Problem details » Rewrite the stretch from the line containing "Point out the black microphone" through the end of the rows, replacing "water tank" with "storage tank" and leaving everything else the same.

Record extracts »

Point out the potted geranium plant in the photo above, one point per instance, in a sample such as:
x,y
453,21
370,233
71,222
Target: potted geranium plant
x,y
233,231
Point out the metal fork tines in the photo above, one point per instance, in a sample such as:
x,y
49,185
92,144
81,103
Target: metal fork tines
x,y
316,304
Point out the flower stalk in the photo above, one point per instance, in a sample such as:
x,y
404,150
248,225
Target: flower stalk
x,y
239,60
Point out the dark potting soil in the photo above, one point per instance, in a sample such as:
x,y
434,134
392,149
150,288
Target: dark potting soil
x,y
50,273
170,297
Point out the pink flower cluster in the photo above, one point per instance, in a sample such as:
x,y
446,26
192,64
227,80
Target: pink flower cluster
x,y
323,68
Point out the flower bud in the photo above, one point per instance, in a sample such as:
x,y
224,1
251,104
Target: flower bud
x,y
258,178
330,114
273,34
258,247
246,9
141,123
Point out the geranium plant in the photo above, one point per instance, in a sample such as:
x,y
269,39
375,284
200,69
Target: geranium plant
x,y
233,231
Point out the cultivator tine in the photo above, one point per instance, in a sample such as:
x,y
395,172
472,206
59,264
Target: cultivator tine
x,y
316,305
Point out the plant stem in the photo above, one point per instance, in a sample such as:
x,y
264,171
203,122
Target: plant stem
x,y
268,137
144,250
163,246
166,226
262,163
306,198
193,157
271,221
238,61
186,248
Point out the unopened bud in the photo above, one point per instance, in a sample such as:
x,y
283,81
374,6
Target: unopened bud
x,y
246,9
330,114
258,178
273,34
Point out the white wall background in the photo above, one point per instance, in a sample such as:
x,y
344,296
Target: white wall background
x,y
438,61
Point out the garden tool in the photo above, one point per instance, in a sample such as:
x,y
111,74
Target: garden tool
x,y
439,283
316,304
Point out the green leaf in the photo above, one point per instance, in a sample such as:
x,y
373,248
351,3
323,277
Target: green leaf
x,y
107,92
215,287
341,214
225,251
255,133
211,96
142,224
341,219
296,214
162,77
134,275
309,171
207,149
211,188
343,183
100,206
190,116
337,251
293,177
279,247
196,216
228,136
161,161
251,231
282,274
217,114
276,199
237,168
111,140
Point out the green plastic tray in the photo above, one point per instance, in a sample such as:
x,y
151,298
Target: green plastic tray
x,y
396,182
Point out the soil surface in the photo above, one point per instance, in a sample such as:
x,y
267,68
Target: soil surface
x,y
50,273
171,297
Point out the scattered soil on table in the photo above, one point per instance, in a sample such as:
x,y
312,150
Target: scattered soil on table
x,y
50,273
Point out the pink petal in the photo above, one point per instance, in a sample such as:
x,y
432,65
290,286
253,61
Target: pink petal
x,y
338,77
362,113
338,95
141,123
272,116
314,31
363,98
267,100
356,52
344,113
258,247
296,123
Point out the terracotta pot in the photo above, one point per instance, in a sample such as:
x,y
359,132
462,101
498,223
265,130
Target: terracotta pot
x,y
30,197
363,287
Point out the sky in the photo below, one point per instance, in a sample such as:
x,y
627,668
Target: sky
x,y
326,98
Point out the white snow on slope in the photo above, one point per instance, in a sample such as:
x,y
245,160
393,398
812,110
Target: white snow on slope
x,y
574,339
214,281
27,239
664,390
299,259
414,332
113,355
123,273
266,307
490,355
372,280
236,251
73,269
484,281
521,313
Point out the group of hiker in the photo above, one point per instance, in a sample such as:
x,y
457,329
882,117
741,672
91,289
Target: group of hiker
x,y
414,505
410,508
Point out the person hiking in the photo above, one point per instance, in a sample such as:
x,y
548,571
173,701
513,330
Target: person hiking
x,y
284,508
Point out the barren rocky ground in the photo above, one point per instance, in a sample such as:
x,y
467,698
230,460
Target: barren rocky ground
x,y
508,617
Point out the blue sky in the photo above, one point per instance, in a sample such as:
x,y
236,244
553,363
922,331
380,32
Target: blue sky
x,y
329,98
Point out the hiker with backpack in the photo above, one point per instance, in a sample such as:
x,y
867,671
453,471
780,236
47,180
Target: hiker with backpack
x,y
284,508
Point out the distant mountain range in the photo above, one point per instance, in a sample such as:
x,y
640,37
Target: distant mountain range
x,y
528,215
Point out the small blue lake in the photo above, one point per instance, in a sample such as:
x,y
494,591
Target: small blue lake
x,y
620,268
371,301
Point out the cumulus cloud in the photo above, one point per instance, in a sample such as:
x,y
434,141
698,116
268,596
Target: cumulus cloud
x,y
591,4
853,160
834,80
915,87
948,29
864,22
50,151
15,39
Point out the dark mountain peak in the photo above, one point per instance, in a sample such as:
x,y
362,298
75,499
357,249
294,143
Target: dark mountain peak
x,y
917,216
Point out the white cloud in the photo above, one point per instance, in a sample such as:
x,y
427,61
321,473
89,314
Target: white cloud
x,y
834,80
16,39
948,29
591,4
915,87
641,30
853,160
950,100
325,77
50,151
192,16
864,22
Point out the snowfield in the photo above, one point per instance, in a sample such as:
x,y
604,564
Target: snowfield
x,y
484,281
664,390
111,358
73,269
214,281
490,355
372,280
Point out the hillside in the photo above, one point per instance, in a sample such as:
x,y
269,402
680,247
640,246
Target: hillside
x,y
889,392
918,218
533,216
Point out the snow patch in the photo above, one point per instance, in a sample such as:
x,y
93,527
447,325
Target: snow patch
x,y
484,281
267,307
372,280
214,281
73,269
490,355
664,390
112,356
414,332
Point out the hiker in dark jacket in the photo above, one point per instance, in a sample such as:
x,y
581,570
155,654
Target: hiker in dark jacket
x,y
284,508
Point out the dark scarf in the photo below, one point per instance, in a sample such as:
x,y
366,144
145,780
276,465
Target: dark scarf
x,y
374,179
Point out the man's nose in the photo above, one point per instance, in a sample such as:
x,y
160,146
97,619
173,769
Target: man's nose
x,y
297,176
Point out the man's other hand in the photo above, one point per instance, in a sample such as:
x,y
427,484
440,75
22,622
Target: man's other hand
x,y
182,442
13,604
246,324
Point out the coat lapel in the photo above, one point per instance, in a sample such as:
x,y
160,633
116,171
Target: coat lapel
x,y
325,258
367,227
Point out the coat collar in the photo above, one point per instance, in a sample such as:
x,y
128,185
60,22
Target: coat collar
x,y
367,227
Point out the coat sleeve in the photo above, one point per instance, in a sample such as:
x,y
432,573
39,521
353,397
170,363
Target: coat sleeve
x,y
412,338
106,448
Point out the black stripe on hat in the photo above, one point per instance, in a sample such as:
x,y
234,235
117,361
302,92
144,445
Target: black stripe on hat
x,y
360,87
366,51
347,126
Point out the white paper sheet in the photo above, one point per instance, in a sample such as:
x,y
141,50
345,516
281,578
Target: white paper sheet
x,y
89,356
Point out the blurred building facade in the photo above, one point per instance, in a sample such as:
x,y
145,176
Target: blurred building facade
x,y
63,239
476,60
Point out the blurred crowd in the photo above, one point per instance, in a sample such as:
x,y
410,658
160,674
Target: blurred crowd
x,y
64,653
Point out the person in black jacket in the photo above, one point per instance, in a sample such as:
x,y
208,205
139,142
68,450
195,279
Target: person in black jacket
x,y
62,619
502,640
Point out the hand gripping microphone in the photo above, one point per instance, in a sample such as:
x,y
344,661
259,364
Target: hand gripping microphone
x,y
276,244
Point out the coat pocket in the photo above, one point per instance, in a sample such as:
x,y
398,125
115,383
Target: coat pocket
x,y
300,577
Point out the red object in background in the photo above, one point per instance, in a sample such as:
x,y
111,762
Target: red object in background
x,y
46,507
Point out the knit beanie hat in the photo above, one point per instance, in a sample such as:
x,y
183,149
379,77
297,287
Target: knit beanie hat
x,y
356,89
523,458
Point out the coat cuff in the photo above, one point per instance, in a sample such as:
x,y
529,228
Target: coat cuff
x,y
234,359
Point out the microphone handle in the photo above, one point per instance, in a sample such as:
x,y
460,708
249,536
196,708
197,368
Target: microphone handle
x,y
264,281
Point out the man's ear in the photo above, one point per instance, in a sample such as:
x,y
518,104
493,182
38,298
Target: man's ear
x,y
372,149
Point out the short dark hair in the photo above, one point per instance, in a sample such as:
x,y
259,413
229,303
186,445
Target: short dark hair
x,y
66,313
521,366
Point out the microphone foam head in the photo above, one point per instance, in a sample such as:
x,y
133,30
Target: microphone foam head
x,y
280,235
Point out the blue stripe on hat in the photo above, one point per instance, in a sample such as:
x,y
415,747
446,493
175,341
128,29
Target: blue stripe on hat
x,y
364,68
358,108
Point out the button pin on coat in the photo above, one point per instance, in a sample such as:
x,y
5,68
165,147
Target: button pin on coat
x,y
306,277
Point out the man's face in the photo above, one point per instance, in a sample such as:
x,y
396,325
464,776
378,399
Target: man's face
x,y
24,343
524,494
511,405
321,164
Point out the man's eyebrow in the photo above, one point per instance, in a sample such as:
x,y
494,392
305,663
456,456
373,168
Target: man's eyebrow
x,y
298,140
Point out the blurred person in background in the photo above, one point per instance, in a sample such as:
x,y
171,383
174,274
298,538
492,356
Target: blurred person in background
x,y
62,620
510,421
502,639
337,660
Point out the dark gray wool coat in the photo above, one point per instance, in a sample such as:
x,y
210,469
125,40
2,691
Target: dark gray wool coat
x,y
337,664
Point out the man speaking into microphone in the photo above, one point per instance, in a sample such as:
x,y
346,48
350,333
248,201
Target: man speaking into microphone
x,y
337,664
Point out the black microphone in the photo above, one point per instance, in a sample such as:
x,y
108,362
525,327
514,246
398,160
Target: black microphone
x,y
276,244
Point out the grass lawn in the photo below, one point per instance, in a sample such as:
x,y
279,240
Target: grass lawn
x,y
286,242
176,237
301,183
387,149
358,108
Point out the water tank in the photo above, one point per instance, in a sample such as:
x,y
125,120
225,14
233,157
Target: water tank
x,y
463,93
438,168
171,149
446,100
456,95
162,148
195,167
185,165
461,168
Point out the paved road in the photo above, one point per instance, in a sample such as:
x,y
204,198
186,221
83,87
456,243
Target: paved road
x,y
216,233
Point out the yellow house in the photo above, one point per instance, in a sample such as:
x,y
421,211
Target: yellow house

Task answer »
Point out the black microphone in the photo above, one point per instance, in a sample such as:
x,y
108,362
525,327
514,246
398,160
Target: black microphone
x,y
276,244
Point out the grass lawn in the photo below, one point per instance, in a sample such as:
x,y
279,240
Target: grass lawn
x,y
286,242
176,237
301,183
387,149
358,108
Point out the storage tank in the photo above, one point per instance, in a sample such as:
x,y
125,120
225,14
233,157
Target: storage tank
x,y
463,93
438,168
171,149
446,100
456,95
162,148
195,167
185,165
461,168
Point out the paved road in the photo above, one point per instance, in a sample such as:
x,y
204,198
186,221
83,87
456,243
Target: paved road
x,y
216,233
Point out the yellow house in the photo above, one point per instance, in a sample such as:
x,y
421,211
Target: yellow house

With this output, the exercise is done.